◆ TEXT PASSAGE:
□ □ □ □
Wavelets have also been researched for many years and are used in a wide variety of applications, including image compression and preprocessing. In addition, many studies have extracted texture values from images using wavelets and used them for classification [1720].

As with the GLCM, recent studies on wavelet textures have also expanded from 2D to 3D wavelets. Yoo et al. extracted texture feature values from spaceborne images, for topographical sorting, by applying 6 3D wavelet basis functions, and reported a classification accuracy of 89% or higher [21]. However, they used wavelet coefficients for classification directly, without any definition and extraction of specific texture parameters. And their method has a low degree of stability because the classification accuracy dropped by between 20% and 40% on 2 of 5 segmented regions. Gao et al. evaluated the performance of 3D texture features for 3D MR brain image retrieval based on various approaches [22]. In that study, they used 4 types of methods: 3D local binary pattern (LBP), 3D GLCMs, 3D wavelets, and 3D Gabor textures. They compared the data retrieval performance on 100 volumetric data sets, with both normal and lesion brains, after measuring the similarity of the texture of the input data and data stored in a database. Although they used various types of 3D texture extraction methods, including 3D wavelet textures, the best results they achieved were 65%. Several previous studies used 3D wavelet transforms in image classification but most studies applied them to high-resolution images in which the characteristics of the objects are clearly distinguished. Our research materials with images of renal carcinoma have been subjectively graded by 2 pathologists. The main purpose of this study is to evaluate the validity of three-dimensional texture methods, which will be used to develop a computer-based image analysis system capable of automatically grading renal cell carcinoma tissue images.

2. Materials and Methods

2.1. Clinical Specimens and Image Acquisition

We obtained RCC tissue from 8 cases from the Department of Pathology, Yonsei University, Korea. They had been fixed in 10% neutral-buffered formalin and embedded in paraffin before receipt. The tissues were cut into 20-μm sections, stained with propidium iodide (PI) containing RNase A at a final concentration of 0.5 mg/mL, and mounted in a fluorescent mounting medium (DAKO, Carpinteria, CA, USA). PI is a fluorescent dye that is often used to inspect cell nuclei and measure apoptosis. PI enables one to determine the content or state of the DNA of measured cells because it combines with DNA.

The RCC tissues were imaged under a TCS SP2 AOBS confocal laser scanning microscope (Leica Microsystems, Mannheim, Germany), with 630x zoom, a 1.4 NA HEX PL-Apochromat objective lens, and a HeNe laser. The fluorescently labeled antibody and PI were imaged simultaneously using the 468 and 568 nm laser lines. The light emitted between 596 and 685 nm fluorescein signal was collected with one photo multiplier tube (PMT), and the light of wavelengths 596~685 nm (PI signal) was collected with another PMT. The image regions of processing were defined by 2 pathologists. We obtained 30–120 slices for each volumetric data set; each slice was a 512 × 512 image with a resolution of RGB 24 bits/pixel. The voxel size of the data was 0.34 μm in the and directions and 0.5 μm in the direction. However, appropriately downsampled images (256 × 256, RGB 24 bits/pixel) were used for final feature extraction and analysis with our developed software.
□ □ □ □
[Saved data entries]

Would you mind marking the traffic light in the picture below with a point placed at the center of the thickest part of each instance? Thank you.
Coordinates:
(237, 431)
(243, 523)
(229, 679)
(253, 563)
□ □ □ □
◆ PROBLEMS TO SOLVE:
#1 Write out, word for word, the portion of the wavelet texture passage that begins with the words containing "2.1. Clinical Specimens" and ends with "combines with DNA.".
#2 Carry on the wavelet texture passage from the point where it stops.

◆ ANSWERS BY TASK:
#1
2.1. Clinical Specimens and Image Acquisition

We obtained RCC tissue from 8 cases from the Department of Pathology, Yonsei University, Korea. They had been fixed in 10% neutral-buffered formalin and embedded in paraffin before receipt. The tissues were cut into 20-μm sections, stained with propidium iodide (PI) containing RNase A at a final concentration of 0.5 mg/mL, and mounted in a fluorescent mounting medium (DAKO, Carpinteria, CA, USA). PI is a fluorescent dye that is often used to inspect cell nuclei and measure apoptosis. PI enables one to determine the content or state of the DNA of measured cells because it combines with DNA.

#2
2.2. Preprocessing

Noise in tissue images is generally caused by differences in the degree of dyeing, depending on the tissue thickness, and other external factors. When using a filtering method for medical image data, image degradation caused by blurring or artifacts resulting from a filtering scheme is not acceptable. To minimize these effects from the images, we applied bilateral filtering in 2 dimensions [23, 24]. It combines gray levels or colors based on both their geometric closeness and photometric similarity and prefers near values to distant values in both domain and range. It involves a weighted convolution in which the weight for each pixel depends not only on its distance from the center pixel but also on its relative intensity. In Figure 1, our developed software tool shows the representative 3D RCC visualization of the confocal microscopic images.

2.3. 3D GLCM and 3D Wavelet

Two-dimensional texture features were computed using pixels from each slice. However, if we were to process 3D volume data as individual 2D slices, then some interslice information would be ignored, increasing the possibility of data loss. To resolve this problem, we applied the concept of 3D texture features. Despite the simplicity of extending conventional matrix-based algorithms to 3 dimensions, this approach yielded significantly improved results.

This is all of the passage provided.